Coordinate annotation records
## BEGIN

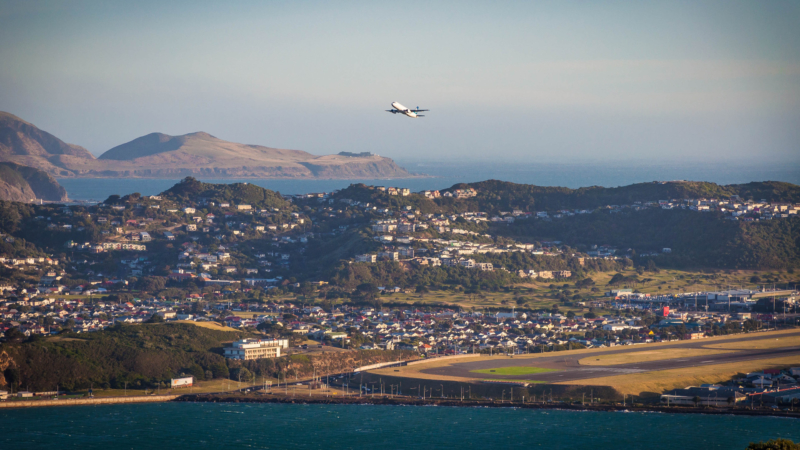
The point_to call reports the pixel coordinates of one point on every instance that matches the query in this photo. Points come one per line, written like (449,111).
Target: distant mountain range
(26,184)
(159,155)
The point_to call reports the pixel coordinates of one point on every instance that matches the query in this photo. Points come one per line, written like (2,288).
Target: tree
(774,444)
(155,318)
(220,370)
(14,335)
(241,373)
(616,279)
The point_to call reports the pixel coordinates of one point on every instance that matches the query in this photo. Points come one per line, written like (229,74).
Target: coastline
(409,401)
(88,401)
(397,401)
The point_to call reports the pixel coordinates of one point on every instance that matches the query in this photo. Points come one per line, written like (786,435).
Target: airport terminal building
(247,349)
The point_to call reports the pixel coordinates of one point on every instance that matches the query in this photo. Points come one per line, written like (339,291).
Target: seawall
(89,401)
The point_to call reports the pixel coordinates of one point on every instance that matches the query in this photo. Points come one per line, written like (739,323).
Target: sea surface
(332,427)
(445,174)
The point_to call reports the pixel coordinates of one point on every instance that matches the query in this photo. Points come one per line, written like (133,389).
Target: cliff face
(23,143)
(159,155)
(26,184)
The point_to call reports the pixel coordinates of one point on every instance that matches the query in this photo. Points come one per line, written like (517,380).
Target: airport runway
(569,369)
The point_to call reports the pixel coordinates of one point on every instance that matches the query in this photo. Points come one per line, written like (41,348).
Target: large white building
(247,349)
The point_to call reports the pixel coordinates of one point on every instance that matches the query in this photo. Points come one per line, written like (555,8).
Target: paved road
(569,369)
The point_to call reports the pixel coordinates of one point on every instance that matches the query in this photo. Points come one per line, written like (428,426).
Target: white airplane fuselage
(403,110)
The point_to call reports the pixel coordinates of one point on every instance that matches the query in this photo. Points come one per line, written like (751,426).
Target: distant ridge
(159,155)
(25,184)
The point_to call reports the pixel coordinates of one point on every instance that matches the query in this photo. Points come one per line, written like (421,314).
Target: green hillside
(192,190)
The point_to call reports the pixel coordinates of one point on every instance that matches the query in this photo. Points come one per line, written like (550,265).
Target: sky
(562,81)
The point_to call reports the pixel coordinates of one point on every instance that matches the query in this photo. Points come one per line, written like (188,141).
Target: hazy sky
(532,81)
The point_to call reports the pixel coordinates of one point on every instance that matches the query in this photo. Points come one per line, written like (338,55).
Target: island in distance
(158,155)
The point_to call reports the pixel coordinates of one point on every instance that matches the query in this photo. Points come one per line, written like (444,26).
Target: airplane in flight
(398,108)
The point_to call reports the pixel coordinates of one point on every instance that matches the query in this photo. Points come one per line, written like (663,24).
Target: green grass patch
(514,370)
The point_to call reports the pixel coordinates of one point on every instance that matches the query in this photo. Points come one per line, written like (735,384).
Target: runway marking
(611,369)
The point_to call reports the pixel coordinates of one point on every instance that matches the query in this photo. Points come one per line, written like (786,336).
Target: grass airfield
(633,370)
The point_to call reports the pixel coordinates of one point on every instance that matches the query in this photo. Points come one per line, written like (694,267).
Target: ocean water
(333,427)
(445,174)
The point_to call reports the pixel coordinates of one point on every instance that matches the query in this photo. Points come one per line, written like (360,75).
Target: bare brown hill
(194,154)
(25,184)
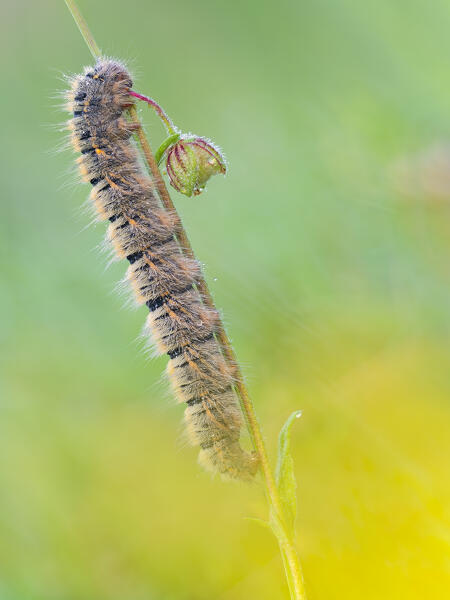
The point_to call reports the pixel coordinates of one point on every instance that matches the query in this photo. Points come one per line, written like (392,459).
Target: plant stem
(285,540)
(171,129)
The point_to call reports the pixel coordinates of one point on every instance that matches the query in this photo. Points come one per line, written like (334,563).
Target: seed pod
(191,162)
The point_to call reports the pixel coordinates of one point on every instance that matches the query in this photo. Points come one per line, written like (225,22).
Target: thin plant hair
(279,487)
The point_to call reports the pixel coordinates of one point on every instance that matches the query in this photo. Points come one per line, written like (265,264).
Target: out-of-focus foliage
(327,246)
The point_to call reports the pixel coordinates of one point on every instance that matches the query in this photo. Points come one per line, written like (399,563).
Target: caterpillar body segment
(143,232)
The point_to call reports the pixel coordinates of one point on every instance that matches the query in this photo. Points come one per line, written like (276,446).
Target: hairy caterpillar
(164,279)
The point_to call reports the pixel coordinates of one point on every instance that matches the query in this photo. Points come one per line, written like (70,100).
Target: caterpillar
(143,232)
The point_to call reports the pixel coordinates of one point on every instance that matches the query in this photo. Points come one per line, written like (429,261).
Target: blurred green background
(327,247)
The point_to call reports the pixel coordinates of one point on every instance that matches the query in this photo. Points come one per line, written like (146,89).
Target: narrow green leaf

## END

Each line from the one containing "written like (265,264)." to the end of the records should be echoed exactly, and no other line.

RESULT OF THIS TASK
The point_to call reports the pixel coordinates of one point on every instance that matches the query in this photo. Points come one per line, written like (265,264).
Target: out-of-focus foliage
(327,246)
The point_to call reports the pixel coordinates of one point on every instance that matches the query in this photo. Points come one per line, written like (399,563).
Target: caterpillar body segment
(143,232)
The point_to call reports the pixel coordinates of one point on every instance that matches the query in this photo. Points come one per line, written like (276,446).
Target: hairy caterpillar
(164,279)
The point_to call reports the pixel coordinates of one point on every instance that matches the query in this photo. Points come one per line, written like (70,100).
Target: caterpillar
(143,232)
The point_to call reports the pixel coordinates of one point on every instance that matches the query in this photo. Points come one per line, written like (429,261).
Target: blurred green background
(327,247)
The point_to call reports the pixel coordinates of one point on every instance that matches the query in this photo. Points come one per line, written like (146,89).
Target: narrow green leaf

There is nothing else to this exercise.